==== SOURCE DOCUMENT ====
Re: [EXTERNAL] Re: cold vs hot data

2018-09-19 Thread Alaa Zubaidi (PDF)
This is one of the options that we are thinking of, but this will require
more storage, which is something that we are trying to avoid.
We will test the performance for the batch inserts.
Thanks

On Tue, Sep 18, 2018 at 6:35 AM, Durity, Sean R  wrote:

> Wouldn’t you have the same problem with two similar tables with different
> primary keys (eg., UserByID and UserByName)? This is a very common pattern
> in Cassandra – inserting into multiple tables… That’s what batches are for
> – atomicity.
>
> I don’t understand the additional concern here.
>
>
>
>
>
>
>
> Sean Durity
>
>
>
> *From:* DuyHai Doan 
> *Sent:* Monday, September 17, 2018 4:23 PM
> *To:* user 
> *Subject:* Re: [EXTERNAL] Re: cold vs hot data
>
>
>
> Sean
>
>
>
> Without transactions à la SQL, how can you guarantee atomicity between
> both tables for upserts ? I mean, one write could succeed with hot table
> and fail for cold table
>
>
>
> The only solution I see is using logged batch, with a huge overhead and
> perf hit on for the writes
>
>
>
> On Mon, Sep 17, 2018 at 8:28 PM, Durity, Sean R <
> sean_r_dur...@homedepot.com> wrote:
>
> An idea:
>
> On initial insert, insert into 2 tables:
> Hot with short TTL
> Cold/archive with a longer (or no) TTL
> Then your hot data is always in the same table, but being expired. And you
> can access the archive table only for the more rare circumstances. Then you
> could have the HOT table on a different volume of faster storage. If the
> hot/cold tables are in different keyspaces, then you could also have
> different replication (a HOT DC and an archive DC, for example)
====
= TASK STATEMENT =
Return the part of the thread starting with "2018-09-19 Thread Alaa" and going on through "additional concern here.", copied word for word. The items that come next are separate material with no connection to the thread.
==== DATASET ====
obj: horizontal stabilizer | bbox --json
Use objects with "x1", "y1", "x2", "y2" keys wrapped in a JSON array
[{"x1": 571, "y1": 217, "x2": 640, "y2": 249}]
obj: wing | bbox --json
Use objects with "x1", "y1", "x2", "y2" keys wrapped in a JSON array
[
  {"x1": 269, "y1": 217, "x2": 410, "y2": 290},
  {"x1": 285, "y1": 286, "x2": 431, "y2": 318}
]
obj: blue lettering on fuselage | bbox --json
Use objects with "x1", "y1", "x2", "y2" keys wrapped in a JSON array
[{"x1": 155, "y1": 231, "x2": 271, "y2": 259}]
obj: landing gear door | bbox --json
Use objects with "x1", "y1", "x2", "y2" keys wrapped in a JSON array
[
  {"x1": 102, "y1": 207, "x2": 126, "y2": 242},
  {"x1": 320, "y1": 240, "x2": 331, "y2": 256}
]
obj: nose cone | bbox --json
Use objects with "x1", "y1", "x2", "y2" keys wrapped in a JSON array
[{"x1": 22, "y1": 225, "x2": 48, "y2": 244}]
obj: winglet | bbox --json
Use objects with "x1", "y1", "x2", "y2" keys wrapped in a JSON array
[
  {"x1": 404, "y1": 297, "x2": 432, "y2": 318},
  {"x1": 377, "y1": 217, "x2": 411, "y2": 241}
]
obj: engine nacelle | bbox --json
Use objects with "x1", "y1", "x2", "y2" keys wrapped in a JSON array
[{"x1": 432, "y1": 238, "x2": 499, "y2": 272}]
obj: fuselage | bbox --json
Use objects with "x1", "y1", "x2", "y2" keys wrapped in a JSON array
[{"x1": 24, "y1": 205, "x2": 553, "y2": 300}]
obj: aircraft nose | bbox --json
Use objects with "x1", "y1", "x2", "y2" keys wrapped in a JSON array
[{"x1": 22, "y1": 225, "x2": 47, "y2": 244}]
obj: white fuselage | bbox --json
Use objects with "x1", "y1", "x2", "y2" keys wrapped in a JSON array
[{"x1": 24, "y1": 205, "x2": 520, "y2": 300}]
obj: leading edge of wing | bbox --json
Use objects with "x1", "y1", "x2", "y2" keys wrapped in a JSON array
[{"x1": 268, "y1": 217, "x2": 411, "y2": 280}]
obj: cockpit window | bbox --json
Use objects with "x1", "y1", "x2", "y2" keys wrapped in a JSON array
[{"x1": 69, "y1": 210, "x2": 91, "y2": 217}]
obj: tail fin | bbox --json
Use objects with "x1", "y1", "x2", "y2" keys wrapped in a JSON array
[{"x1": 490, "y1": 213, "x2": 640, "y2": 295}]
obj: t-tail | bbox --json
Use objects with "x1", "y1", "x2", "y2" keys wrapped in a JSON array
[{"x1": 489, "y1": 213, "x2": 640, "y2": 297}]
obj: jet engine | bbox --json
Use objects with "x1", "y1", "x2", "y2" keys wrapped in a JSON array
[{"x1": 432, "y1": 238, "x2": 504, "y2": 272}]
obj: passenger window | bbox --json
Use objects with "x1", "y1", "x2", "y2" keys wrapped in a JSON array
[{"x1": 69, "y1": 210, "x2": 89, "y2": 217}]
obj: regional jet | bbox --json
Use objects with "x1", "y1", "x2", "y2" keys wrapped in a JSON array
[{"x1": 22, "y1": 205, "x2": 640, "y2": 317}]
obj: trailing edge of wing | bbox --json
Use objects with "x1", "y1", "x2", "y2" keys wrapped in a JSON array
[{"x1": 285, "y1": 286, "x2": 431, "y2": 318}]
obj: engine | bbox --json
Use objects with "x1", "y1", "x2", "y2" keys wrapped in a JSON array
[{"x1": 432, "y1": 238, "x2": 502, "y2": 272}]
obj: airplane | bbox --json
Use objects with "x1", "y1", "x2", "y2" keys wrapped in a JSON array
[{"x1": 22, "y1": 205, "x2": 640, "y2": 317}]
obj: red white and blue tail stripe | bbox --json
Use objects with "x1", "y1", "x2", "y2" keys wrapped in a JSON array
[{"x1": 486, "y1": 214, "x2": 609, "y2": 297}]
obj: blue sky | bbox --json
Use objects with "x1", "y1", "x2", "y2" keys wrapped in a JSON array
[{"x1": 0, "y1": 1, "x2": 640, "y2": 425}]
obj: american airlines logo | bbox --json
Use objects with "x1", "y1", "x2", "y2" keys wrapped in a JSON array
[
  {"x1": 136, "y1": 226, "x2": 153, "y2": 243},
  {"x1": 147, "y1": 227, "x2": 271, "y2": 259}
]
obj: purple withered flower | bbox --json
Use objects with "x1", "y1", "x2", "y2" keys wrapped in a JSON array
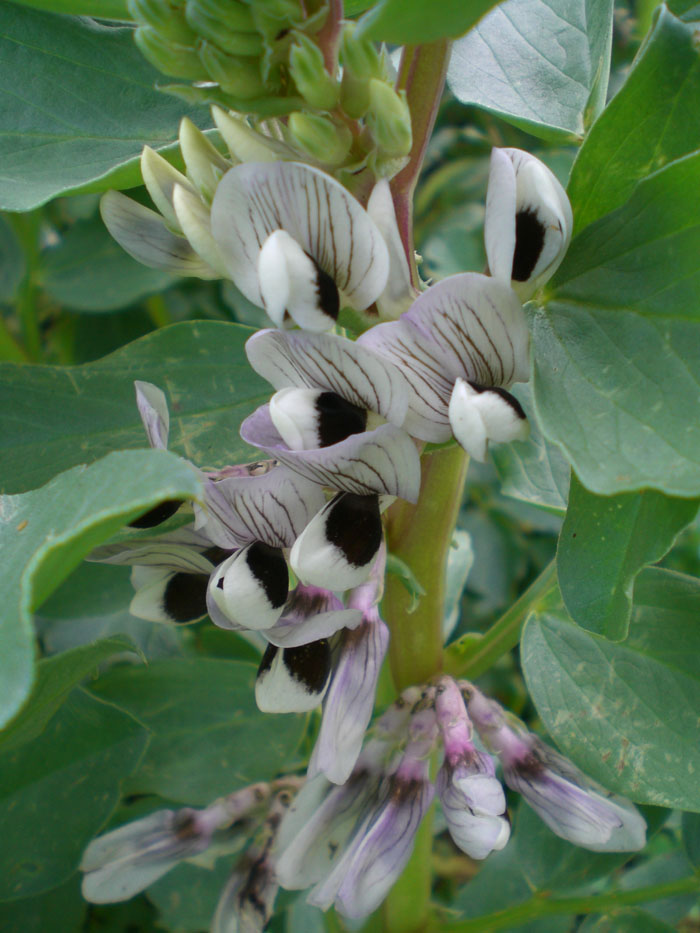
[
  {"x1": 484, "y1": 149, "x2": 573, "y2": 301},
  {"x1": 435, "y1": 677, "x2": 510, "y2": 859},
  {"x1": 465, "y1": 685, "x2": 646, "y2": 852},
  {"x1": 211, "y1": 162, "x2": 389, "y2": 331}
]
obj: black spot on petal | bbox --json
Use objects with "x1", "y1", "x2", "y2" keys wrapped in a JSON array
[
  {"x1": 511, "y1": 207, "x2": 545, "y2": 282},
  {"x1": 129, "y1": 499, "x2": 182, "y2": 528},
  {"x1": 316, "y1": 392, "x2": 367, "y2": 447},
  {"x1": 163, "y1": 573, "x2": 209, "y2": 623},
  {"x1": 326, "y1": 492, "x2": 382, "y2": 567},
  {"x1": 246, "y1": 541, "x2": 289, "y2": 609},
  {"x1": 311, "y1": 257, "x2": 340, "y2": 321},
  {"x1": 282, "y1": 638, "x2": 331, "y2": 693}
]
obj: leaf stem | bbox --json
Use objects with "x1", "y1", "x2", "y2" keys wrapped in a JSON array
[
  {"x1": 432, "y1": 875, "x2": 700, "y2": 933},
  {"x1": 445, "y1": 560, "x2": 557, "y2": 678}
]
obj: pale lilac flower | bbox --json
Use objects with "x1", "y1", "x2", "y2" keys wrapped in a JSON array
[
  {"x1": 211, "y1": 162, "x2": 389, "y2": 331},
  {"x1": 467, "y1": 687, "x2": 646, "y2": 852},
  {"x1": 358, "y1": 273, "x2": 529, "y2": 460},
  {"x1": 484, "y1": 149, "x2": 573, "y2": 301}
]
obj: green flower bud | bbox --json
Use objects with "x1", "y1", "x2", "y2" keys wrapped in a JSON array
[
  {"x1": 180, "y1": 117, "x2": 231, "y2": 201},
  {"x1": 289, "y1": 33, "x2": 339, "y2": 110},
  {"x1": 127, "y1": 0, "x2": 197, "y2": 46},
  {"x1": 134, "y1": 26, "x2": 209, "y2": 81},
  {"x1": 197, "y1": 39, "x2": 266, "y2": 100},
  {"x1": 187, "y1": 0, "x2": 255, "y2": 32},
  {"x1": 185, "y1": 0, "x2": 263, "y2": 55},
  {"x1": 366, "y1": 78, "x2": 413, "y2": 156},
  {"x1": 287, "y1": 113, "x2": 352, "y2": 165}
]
====
==== DATASET ====
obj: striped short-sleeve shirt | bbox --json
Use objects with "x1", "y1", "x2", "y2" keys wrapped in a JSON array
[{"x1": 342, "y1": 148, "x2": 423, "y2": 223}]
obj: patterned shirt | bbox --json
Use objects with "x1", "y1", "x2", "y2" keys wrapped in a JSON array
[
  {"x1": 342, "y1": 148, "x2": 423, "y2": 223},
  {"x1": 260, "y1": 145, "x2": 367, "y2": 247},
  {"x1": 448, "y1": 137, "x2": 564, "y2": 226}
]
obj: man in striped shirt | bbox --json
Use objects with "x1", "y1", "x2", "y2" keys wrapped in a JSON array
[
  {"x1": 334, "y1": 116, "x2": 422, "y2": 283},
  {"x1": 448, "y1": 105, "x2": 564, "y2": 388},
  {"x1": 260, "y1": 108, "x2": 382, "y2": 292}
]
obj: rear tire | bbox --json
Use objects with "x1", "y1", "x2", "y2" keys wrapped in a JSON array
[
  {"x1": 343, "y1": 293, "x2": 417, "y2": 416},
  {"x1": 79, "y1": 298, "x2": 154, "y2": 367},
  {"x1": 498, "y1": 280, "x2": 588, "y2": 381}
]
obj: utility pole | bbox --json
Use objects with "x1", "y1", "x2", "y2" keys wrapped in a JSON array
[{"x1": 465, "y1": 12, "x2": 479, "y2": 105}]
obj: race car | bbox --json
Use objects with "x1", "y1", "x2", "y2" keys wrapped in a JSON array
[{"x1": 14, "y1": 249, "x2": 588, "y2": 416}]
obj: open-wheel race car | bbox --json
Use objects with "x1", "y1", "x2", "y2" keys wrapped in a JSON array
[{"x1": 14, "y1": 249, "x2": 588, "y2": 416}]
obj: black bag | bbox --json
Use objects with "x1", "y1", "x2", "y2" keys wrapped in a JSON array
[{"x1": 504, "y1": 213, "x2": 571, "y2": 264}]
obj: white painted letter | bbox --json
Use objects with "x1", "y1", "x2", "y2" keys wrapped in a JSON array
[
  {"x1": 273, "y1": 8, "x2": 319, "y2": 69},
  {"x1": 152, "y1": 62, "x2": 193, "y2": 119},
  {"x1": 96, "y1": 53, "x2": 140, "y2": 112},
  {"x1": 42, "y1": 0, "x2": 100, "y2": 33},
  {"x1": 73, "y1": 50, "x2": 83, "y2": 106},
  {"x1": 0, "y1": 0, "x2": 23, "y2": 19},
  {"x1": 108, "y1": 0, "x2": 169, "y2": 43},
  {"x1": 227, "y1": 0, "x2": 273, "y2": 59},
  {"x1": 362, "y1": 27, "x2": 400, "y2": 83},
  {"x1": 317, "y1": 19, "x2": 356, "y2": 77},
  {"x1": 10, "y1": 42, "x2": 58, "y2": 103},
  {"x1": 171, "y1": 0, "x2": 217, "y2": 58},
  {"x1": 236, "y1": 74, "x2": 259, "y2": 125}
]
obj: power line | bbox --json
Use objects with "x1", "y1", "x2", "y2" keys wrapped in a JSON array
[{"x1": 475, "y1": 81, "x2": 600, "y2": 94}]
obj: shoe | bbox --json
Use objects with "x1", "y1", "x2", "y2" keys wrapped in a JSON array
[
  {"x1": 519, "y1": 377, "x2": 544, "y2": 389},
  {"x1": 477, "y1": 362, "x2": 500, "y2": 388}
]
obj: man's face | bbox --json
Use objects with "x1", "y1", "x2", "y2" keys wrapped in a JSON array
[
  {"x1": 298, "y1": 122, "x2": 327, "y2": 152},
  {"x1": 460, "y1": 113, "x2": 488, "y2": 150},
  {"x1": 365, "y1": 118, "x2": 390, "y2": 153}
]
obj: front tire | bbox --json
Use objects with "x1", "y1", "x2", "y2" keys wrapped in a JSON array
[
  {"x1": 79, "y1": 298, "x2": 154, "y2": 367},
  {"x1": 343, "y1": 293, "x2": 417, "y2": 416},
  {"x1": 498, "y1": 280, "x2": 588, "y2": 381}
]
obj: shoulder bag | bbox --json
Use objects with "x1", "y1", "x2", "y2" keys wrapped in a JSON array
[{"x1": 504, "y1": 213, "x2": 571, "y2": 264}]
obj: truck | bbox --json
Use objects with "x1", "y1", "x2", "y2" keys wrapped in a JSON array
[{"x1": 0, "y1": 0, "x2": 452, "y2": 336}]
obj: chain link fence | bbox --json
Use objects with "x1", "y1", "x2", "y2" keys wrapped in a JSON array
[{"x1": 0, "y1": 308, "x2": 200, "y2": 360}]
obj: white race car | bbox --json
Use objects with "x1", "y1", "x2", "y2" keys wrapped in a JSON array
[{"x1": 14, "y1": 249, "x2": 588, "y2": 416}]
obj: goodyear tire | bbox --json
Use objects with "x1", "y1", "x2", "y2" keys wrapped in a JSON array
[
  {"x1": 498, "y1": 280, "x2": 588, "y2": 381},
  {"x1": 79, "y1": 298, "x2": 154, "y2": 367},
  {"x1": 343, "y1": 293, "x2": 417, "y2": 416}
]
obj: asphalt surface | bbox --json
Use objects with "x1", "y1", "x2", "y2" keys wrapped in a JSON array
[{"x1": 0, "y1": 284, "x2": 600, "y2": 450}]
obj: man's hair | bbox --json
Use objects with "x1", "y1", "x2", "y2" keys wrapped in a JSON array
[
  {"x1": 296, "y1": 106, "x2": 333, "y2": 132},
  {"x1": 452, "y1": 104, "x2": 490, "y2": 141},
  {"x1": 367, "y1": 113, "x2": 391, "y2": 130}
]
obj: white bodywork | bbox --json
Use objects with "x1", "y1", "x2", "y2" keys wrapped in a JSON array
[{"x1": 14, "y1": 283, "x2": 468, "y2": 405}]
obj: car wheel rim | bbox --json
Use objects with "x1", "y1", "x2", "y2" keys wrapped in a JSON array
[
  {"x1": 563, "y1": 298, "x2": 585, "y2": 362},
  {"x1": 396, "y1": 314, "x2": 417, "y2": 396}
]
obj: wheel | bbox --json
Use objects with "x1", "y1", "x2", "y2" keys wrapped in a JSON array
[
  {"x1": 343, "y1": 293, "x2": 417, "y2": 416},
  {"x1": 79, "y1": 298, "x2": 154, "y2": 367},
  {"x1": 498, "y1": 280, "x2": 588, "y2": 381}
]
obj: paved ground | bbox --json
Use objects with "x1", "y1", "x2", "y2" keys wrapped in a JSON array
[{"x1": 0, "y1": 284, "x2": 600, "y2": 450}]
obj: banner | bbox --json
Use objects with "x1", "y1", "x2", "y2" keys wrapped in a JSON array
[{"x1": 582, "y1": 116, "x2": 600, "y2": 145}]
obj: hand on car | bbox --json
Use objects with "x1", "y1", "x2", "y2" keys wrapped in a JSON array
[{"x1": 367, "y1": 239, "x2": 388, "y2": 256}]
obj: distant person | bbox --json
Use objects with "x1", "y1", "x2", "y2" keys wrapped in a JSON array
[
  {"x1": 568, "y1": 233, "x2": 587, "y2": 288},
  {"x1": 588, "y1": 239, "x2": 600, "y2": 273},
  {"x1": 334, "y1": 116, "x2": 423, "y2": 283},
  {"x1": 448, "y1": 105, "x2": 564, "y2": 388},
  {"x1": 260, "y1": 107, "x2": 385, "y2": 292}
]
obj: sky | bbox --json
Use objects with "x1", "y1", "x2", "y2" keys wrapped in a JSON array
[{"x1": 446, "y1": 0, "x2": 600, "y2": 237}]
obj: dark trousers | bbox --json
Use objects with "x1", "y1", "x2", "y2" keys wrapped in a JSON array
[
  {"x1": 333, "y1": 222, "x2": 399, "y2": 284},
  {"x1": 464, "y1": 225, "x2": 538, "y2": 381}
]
====
= WORKED SOLUTION =
2018-09-19 Thread Alaa Zubaidi (PDF)
This is one of the options that we are thinking of, but this will require
more storage, which is something that we are trying to avoid.
We will test the performance for the batch inserts.
Thanks

On Tue, Sep 18, 2018 at 6:35 AM, Durity, Sean R  wrote:

> Wouldn’t you have the same problem with two similar tables with different
> primary keys (eg., UserByID and UserByName)? This is a very common pattern
> in Cassandra – inserting into multiple tables… That’s what batches are for
> – atomicity.
>
> I don’t understand the additional concern here.